## Job
Rewrite the listing below, replacing "instance" with "occurrence" wherever it appears and changing nothing else. Leave the pictures out of your answer.

******************************

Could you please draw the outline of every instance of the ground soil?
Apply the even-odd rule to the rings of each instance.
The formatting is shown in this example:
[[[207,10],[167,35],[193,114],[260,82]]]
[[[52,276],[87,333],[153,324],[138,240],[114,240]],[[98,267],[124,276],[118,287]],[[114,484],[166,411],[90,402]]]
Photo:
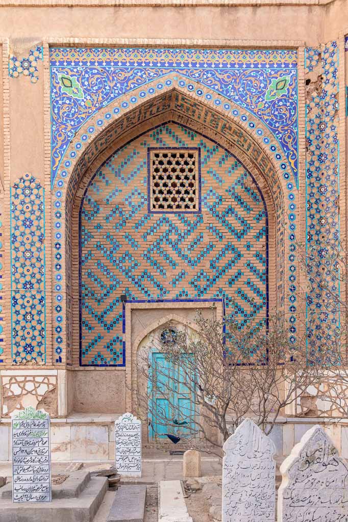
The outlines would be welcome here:
[[[210,505],[202,490],[188,495],[185,500],[188,511],[193,522],[212,522],[209,516]]]
[[[157,484],[146,487],[146,504],[144,522],[158,522],[158,486]]]

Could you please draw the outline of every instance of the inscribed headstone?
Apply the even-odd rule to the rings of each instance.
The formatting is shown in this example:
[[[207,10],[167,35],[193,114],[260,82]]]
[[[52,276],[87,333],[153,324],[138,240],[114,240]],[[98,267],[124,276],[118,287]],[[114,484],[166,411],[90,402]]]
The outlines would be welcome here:
[[[29,407],[12,418],[14,502],[52,500],[50,417]]]
[[[275,448],[249,419],[223,446],[223,522],[274,520]]]
[[[348,465],[319,425],[282,464],[278,522],[347,522]]]
[[[122,477],[142,476],[142,423],[132,413],[115,422],[115,467]]]
[[[201,454],[195,449],[188,449],[182,461],[184,477],[201,476]]]

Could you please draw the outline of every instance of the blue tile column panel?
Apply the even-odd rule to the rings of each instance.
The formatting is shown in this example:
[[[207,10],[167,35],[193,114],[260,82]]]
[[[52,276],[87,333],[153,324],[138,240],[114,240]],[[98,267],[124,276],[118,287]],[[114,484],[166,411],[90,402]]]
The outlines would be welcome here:
[[[25,174],[10,198],[12,358],[45,362],[44,190]]]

******************************

## Written response
Could you please draw the outline of every occurrence of the ground soil?
Apply the even-odd rule to the rings of each occurrence.
The formatting is shown in this example:
[[[207,10],[167,35],[193,114],[260,82]]]
[[[52,276],[87,333],[153,324],[138,240],[114,240]],[[98,267],[124,276],[118,287]],[[114,484],[166,411],[90,402]]]
Photo:
The outlines would be welcome here:
[[[210,505],[202,490],[188,495],[185,500],[188,511],[193,522],[212,522],[209,516]]]
[[[157,484],[146,487],[146,504],[144,522],[158,522],[158,486]]]

Could you please draw the outline of every occurrence of the inscribed headstone?
Apply the even-odd rule to the rings of each occurrence.
The formatting is shown in this example:
[[[207,10],[167,35],[193,114],[260,82]]]
[[[52,276],[87,333],[153,324],[138,240],[114,240]],[[98,267],[124,276],[118,287]],[[114,484],[166,411],[90,402]]]
The outlines would be welcome here:
[[[29,407],[12,418],[14,502],[52,500],[50,417]]]
[[[275,448],[249,419],[223,446],[223,522],[274,520]]]
[[[348,465],[319,425],[282,464],[278,522],[347,522]]]
[[[122,477],[142,476],[142,423],[132,413],[115,422],[115,467]]]
[[[201,454],[195,449],[188,449],[182,461],[184,477],[201,476]]]

Could you please draw the outline of every occurrence of the blue tile column panel?
Apply the even-odd rule to the rings of each occurrence.
The formatting is shown in this example:
[[[207,10],[167,35],[193,114],[260,82]]]
[[[52,276],[87,333],[153,324],[138,240],[114,240]],[[98,267],[124,276],[118,287]],[[114,484],[166,411],[90,402]]]
The outlines would be welcome here:
[[[25,174],[10,198],[12,358],[45,362],[44,190]]]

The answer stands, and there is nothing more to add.